> _Short task_
Pull out every line of the items below that contains the string "subject". Case counts.
* Begin *
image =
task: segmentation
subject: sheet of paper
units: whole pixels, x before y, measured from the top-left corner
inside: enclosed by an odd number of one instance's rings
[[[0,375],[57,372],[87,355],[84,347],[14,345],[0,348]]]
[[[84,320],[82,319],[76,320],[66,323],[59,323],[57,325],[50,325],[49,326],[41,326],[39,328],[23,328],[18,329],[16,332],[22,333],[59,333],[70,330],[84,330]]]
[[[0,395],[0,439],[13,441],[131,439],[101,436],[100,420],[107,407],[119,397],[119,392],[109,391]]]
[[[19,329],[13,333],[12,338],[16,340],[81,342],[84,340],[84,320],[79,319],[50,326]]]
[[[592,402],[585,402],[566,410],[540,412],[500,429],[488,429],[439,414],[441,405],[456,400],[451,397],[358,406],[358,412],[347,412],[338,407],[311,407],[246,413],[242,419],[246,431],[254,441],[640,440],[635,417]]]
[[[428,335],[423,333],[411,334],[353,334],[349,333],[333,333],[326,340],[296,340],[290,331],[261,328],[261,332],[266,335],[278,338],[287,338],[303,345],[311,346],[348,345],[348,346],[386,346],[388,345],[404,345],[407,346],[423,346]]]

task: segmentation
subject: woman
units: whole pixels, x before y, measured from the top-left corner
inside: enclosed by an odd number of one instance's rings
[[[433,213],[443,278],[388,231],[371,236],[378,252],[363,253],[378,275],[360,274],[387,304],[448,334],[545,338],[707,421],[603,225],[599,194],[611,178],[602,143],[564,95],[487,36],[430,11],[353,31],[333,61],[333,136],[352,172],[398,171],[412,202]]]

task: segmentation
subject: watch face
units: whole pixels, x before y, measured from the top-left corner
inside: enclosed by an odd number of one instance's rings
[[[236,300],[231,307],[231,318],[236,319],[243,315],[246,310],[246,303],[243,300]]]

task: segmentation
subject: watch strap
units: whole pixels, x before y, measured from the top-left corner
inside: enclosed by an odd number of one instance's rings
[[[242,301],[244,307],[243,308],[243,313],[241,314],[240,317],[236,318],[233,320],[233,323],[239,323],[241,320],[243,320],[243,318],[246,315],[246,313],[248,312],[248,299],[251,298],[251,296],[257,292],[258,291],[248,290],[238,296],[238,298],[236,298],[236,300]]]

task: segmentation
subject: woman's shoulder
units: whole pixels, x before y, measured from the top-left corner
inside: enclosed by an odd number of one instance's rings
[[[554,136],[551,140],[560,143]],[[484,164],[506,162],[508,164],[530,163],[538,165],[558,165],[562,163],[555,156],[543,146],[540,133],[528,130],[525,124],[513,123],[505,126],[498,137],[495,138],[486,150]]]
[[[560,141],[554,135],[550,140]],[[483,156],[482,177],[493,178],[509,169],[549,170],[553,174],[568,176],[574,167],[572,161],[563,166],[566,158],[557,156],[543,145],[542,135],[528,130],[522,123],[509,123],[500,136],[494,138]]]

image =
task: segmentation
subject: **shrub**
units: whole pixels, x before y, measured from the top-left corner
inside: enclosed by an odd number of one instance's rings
* End *
> _Expected answer_
subject: sheet of paper
subject: woman
subject: watch face
subject: watch strap
subject: woman's shoulder
subject: **shrub**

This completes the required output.